Problem set
a) Translate the following sentence from the Giro dell’Emilia preview into French: "Several factors have combined to help the race attract arguably its strongest field in seven editions."
b) Reproduce the Giro dell’Emilia preview from "In May, the" up to and including "totally different peloton.".
c) Carry on the Giro dell’Emilia preview, beginning after its final sentence.

BEGIN Exercise text

The 1.pro category race, normally held in early October, begins in Bologna on Tuesday and offers the women’s peloton another chance to line up in a season that remains continually under threat by the coronavirus pandemic.

And this year the race has attracted a star-studded field. Defending champion Demi Vollering (Parkhotel Valkenburg) is in attendance, alongside two-time winner Elisa Longo Borghini (Trek-Segafredo).

Ruth Winder and Lizzie Deignan will join Longo Borghini from Trek-Segafredo; other riders to watch include Liane Lippert (Team Sunweb), Cecilie Uttrup Ludwig (FDJ Nouvelle Aquitaine Futuroscope), Katarzyna Niewiadoma and Omer Shapira (both Canyon-SRAM), Arlenis Sierra (Astana), and Soraya Paladin (Alé BTC Ljubljana).

“I expect a much harder race this year, since everyone is in good shape and ready to race,” said Clara Koppenburg of Équipe Paule Ka.

Unfortunately, Koppenburg will not start on Tuesday. The team announced that it would withdraw its six riders from the race after seven bikes were stolen from its hotel in Bologna on Monday.

Several factors have combined to help the race attract arguably its strongest field in seven editions.

In May, the Italian Cycling Federation requested date changes, placing many of its lower-tier early fall races earlier on the calendar. Traditionally, some riders would skip the late-season Giro dell’Emilia as they headed into the off-season. With the revised season only underway since late July, Tuesday’s race could see the characteristics of a totally different peloton.

The Giro dell’Emilia Internazionale Donne is a 87.2 km race that begins and ends in Bologna.


And, for many teams, the race presents one final opportunity to race before the Women’s WorldTour resumes at the Grand Prix de Plouay on August 26.

The 87.2 km course is known for its exceptional lack of an elevation profile. The route finally begins to trend upward with seven kilometers to go, but the the infamous 2 km San Luca climb where the true test usually begins — and ends. In last year’s race, the final climb proved the decisive point of the day, with Vollering splintering away from the group on the climb’s final, steepest slopes.

END Exercise text
BEGIN Available data

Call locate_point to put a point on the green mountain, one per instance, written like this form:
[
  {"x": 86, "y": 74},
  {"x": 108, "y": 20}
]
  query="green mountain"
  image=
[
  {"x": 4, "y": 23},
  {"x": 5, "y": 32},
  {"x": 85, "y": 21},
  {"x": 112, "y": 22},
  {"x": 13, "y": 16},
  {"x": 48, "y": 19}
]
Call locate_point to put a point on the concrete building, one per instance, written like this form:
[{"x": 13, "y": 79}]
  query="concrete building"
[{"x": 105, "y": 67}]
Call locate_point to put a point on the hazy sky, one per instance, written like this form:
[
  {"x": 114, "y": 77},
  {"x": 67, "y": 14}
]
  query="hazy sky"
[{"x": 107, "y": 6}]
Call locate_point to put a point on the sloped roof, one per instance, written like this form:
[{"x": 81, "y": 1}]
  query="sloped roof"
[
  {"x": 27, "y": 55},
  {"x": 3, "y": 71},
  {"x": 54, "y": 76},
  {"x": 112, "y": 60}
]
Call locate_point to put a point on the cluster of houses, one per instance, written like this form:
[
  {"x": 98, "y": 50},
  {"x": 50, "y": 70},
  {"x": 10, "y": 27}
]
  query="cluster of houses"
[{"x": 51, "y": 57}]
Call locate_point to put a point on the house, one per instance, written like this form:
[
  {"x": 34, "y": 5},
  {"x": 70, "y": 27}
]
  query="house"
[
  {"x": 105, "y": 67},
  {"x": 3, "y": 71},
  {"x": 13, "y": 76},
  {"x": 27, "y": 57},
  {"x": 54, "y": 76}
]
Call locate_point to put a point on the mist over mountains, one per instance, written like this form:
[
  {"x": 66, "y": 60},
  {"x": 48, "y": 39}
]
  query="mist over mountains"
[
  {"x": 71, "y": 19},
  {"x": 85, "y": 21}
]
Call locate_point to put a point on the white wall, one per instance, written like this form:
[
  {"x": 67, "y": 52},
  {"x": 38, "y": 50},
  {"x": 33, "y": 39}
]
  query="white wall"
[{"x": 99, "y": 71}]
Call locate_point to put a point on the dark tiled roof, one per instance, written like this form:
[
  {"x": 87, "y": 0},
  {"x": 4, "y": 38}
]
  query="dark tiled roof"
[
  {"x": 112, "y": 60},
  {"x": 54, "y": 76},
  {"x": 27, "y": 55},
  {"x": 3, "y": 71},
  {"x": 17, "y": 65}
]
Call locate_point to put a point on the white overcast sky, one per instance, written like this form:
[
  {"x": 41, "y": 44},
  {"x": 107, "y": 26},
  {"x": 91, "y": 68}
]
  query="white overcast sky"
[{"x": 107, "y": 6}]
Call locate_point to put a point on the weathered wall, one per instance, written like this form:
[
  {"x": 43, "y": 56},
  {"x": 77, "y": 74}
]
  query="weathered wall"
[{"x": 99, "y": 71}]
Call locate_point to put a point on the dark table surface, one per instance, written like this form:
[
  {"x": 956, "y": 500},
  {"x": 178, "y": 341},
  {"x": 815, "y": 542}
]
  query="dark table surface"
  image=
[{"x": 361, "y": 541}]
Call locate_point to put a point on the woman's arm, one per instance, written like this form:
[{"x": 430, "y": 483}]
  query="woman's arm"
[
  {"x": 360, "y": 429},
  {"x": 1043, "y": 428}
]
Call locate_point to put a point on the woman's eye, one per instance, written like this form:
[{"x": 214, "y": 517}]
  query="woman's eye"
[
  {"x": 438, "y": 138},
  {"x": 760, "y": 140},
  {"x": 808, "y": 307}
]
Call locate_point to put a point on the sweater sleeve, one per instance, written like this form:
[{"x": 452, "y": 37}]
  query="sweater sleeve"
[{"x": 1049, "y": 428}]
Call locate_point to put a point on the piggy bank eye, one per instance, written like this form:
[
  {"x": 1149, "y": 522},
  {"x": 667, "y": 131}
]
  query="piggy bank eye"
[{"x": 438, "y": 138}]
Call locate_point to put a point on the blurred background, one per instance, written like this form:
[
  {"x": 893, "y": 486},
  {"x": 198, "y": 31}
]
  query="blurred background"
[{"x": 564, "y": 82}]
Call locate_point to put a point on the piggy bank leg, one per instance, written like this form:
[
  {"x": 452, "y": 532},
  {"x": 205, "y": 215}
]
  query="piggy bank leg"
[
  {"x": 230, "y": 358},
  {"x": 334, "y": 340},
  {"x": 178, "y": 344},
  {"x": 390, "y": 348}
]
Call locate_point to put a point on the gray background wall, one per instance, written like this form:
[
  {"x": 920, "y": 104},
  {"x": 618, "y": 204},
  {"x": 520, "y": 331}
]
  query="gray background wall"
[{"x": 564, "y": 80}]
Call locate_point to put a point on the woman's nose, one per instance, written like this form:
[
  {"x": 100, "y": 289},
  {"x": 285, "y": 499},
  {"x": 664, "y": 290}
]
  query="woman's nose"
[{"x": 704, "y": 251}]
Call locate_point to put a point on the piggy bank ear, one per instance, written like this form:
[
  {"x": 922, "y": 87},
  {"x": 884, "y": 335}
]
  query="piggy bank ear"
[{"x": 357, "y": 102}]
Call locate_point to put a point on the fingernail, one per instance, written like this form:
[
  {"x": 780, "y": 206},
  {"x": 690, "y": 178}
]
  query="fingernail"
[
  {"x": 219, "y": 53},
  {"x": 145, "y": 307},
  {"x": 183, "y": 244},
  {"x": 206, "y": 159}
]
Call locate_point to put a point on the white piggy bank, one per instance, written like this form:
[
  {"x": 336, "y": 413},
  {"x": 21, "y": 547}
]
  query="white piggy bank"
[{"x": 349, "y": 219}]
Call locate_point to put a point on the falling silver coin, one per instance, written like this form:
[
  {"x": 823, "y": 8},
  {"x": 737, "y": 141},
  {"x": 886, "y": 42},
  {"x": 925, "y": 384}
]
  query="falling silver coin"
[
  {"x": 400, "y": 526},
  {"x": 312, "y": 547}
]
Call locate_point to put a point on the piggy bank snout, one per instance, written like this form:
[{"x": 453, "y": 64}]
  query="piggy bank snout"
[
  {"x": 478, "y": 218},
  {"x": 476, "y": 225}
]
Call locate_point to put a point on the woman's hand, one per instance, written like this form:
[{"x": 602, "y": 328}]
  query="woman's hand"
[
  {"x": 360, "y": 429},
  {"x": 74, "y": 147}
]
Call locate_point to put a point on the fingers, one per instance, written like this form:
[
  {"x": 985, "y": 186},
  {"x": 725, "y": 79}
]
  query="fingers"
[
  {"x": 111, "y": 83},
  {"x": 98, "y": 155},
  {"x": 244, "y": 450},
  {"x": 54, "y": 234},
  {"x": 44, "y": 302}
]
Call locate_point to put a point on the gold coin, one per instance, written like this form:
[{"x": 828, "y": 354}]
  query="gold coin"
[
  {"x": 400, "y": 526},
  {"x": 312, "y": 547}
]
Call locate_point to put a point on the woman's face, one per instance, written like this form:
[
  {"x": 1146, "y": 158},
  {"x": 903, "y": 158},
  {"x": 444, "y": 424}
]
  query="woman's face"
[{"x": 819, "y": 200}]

END Available data

Expected results
a) Plusieurs facteurs se sont conjugués pour permettre à la course d’attirer sans doute son plateau le plus relevé en sept éditions.

b)
In May, the Italian Cycling Federation requested date changes, placing many of its lower-tier early fall races earlier on the calendar. Traditionally, some riders would skip the late-season Giro dell’Emilia as they headed into the off-season. With the revised season only underway since late July, Tuesday’s race could see the characteristics of a totally different peloton.

c)
So, what kind of rider does this race suit?

Someone who can rocket into a short, punchy climb like the San Luca.

The San Luca climb is just under 2 km with an average 11 percent grade.

“There are many scenarios of how the race will form,” Koppenburg said, “but I guess that most of the teams want to bring their best climber to the bottom of the hill in top condition. There might be a breakaway where we need to be careful who is inside and how big the gap can get since the last climb isn’t super long to close a big gap.”

Of course the race is missing more than a few strong riders. World champion Annemiek van Vleuten (Mitchelton-Scott) will not be in attendance; Dutch super team Boels-Dolmans has also opted not to race.

While the rash of COVID-19 cancelations in professional cycling may result in more eyes on races like the Giro dell’Emilia that don’t usually get much airplay, riders don’t see a result there as any different from a more prestigious contest.

“I think every race is raced at the best level a peloton can do,” Longo Borghini said. “Honestly I don’t really pay attention to the category of the race; while I’m racing, I’m just racing full-gas.”